• [Source text]
Colleges and universities that implement bias reporting processes must tackle important questions that run directly into constitutional First Amendment (and due process) analyses, particularly for public institutions. Will the institution allow for anonymous reporting? How will records be maintained and reviewed? Will there be disciplinary or adverse consequences for faculty and staff who are accused of bias? How will respondents defend their personal and professional reputations from abusive or bad faith reporting?
In circuits where courts have not carved out a post-Garcetti exception for academic speech, faculty fears may be realized if colleges and universities initiate and act on bias reporting systems, particularly in jurisdictions where courts have found that academic freedom protections inure to the institution, not to individual academics.[85] In circuits such as the Ninth, where Garcetti does not affect academic speech, courts will look to the facts and circumstances of any personnel actions through the lens of the Pickering test. Either approach seems difficult to navigate.[86] Ideally, institutions already have effective nondiscrimination and anti-harassment policies in place to prevent and respond to illegal discriminatory harassment on campus. Biased behavior, including speech and speech acts, would generally need to meet the level of “sufficiently severe or pervasive” conduct based on a protected class in order to trigger a legal obligation under most state and federal non-discrimination laws.[87]
Institutions that encourage reporting of behavior that may not rise to the level of a violation of institutional anti-harassment and anti-discrimination policies so that other interventions[88] can be used to prevent the behavior from crossing the line into harassment or discrimination should be cognizant of potential countervailing First Amendment implications as well as basic due process rights, employment contracts and handbooks, collective bargaining agreements, open records laws, and local defamation laws. Colleges and universities must be cautious when addressing allegations of bias that arise from pure speech and should be clear that they will not adversely act on protected speech alone.

Rows excerpted from a collection:
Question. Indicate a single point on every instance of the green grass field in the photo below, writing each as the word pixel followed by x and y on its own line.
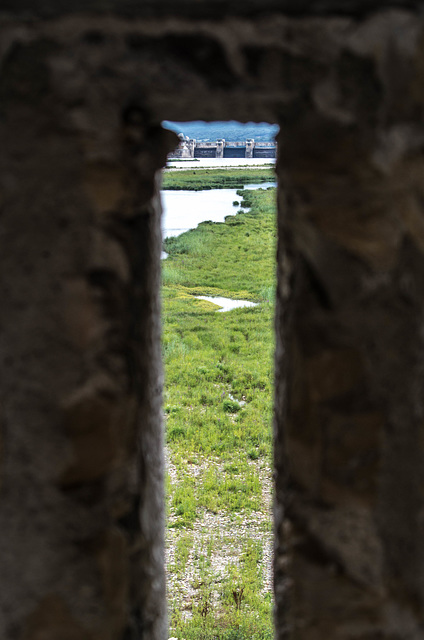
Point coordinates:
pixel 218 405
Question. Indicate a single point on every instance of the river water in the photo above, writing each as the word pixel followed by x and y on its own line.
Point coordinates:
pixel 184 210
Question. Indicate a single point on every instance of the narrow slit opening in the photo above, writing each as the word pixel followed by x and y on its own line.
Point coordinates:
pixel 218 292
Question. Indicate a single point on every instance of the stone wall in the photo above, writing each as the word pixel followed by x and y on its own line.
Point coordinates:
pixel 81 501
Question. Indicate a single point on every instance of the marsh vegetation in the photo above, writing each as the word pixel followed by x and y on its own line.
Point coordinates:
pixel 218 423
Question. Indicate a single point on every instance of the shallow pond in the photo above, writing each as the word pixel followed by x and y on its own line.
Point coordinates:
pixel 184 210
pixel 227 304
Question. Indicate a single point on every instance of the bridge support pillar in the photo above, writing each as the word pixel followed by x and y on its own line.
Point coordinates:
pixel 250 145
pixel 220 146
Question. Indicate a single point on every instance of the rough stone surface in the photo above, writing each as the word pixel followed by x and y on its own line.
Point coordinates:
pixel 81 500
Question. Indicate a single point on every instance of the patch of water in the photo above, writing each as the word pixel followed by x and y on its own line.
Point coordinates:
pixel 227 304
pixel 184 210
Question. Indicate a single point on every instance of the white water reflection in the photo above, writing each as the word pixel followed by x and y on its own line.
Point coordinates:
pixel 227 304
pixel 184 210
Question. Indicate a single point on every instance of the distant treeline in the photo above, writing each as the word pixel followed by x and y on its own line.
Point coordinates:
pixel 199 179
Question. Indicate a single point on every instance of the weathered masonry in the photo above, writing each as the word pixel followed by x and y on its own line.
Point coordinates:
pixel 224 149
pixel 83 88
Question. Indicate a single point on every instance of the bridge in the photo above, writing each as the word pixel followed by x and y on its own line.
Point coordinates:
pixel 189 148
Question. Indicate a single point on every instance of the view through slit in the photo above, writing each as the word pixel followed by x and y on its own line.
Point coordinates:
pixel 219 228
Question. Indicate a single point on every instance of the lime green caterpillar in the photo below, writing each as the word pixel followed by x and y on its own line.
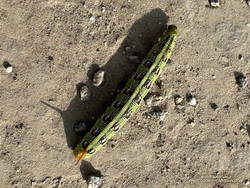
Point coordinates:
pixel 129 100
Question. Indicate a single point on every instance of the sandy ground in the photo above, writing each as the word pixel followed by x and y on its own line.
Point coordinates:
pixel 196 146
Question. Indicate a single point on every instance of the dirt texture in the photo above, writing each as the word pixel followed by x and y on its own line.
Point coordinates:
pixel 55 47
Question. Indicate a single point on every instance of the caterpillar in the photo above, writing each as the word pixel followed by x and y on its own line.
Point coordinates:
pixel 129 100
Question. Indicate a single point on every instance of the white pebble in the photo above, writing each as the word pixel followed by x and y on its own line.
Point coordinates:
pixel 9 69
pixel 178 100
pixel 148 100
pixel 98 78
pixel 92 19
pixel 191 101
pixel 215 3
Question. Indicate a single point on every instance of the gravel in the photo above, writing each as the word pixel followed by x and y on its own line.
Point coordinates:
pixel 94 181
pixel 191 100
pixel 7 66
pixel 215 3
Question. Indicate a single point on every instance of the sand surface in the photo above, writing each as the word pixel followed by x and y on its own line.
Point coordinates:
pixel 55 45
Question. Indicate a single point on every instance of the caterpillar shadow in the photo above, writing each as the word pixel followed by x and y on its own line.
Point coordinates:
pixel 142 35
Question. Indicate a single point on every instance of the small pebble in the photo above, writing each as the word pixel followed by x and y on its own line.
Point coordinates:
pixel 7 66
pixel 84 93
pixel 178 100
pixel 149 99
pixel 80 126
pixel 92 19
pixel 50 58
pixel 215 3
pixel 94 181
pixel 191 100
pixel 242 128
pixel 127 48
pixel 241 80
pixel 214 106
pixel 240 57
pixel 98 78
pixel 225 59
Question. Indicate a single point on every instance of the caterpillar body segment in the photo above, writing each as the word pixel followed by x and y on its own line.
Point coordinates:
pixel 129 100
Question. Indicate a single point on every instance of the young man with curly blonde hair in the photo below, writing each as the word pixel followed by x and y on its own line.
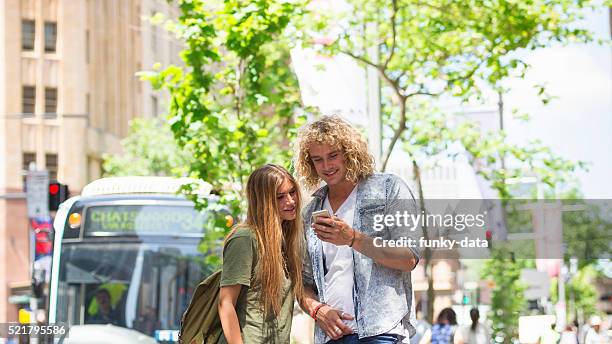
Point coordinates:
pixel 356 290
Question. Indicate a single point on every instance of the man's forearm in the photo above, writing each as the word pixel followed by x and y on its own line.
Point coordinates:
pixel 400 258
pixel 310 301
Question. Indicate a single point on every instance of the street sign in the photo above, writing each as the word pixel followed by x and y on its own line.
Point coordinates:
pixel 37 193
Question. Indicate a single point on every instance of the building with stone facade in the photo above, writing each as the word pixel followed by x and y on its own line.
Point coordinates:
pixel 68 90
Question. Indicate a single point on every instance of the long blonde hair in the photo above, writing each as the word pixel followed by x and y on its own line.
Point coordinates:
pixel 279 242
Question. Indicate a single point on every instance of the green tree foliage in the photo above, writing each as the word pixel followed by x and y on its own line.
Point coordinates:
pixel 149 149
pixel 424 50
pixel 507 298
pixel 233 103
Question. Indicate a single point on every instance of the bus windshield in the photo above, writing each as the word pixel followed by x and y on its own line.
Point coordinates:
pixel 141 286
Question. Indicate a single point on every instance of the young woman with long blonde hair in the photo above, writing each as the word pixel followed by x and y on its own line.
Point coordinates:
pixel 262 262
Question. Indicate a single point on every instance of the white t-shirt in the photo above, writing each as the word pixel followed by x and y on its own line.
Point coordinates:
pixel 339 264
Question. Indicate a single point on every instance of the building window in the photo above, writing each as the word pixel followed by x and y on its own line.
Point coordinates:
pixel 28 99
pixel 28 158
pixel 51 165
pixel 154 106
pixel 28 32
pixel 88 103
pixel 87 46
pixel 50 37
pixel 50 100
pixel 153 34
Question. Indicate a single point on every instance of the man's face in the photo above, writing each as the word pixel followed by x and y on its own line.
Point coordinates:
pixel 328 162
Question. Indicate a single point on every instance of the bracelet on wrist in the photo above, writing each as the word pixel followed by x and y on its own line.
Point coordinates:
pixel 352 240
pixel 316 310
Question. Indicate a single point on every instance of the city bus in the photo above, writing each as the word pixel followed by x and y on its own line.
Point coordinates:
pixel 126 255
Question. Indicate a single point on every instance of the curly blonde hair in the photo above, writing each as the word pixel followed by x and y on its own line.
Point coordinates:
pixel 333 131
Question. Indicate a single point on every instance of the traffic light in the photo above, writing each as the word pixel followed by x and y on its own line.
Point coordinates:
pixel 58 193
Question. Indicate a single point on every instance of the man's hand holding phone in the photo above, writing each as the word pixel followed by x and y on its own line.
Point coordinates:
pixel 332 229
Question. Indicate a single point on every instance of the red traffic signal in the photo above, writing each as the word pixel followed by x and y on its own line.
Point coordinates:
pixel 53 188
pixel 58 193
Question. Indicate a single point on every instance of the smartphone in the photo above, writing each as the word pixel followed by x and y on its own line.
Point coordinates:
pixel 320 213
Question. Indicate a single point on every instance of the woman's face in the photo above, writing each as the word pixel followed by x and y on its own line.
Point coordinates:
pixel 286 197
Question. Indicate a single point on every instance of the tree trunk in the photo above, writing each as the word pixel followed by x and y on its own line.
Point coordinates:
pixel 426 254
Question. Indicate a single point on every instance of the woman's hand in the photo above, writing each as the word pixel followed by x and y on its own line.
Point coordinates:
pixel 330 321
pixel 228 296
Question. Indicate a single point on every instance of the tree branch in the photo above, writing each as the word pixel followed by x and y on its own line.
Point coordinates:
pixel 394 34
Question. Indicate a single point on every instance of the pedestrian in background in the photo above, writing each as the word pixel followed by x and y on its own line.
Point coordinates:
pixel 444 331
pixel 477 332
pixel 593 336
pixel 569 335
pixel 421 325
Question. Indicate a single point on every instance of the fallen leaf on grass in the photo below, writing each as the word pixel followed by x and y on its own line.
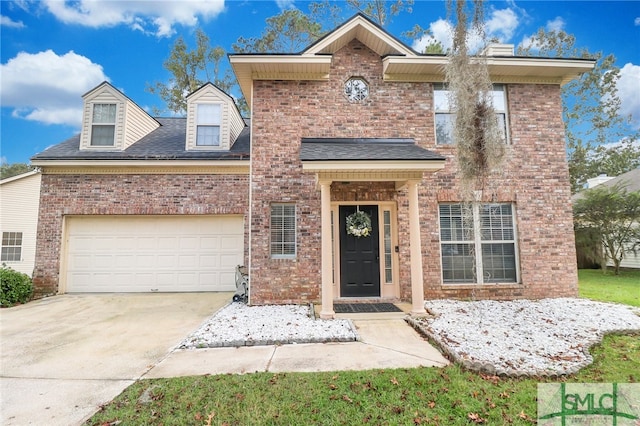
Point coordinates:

• [Problems to work on]
1. In the text on bias reporting, what level must biased behavior generally reach to trigger a legal obligation under most state and federal non-discrimination laws?
2. Print the stretch of the rows from the line that contains "of the gravel" through the line that contains "pixel 356 290", with both of those lines included. Leave the pictures out.

• [Results of the tasks]
1. It must reach the level of "sufficiently severe or pervasive" conduct based on a protected class.

2.
Question. Indicate a single point on every instance of the gravel in the photo above, writing each as the word pixel followed by x and y on its own line.
Point coordinates:
pixel 94 181
pixel 191 100
pixel 7 66
pixel 215 3
Question. Indicate a single point on every instance of the sand surface in the photo above, writing each as the word pixel followed by x and y on its own line.
Point coordinates:
pixel 55 45
Question. Indicate a single point on every instance of the caterpillar shadow in the photo above, writing each as the word pixel followed by x and y on its own line.
Point coordinates:
pixel 142 35
Question. Indicate a single point on every instance of the small pebble in the photo above, writing each as the word pixel followed by x and y on its own line.
Point coordinates:
pixel 7 66
pixel 84 93
pixel 178 100
pixel 149 99
pixel 80 126
pixel 92 19
pixel 50 58
pixel 215 3
pixel 94 181
pixel 191 100
pixel 242 128
pixel 127 48
pixel 241 80
pixel 214 106
pixel 240 57
pixel 98 78
pixel 225 59
Question. Indicate a single point on every instance of the caterpillar body segment in the photo above, writing each as the word pixel followed by x and y on its own line.
Point coordinates:
pixel 129 100
Question. Indicate a single point on every instance of the young man with curly blonde hair in the photo below, writing each as the word pixel followed by x and y on its own line.
Point coordinates:
pixel 356 290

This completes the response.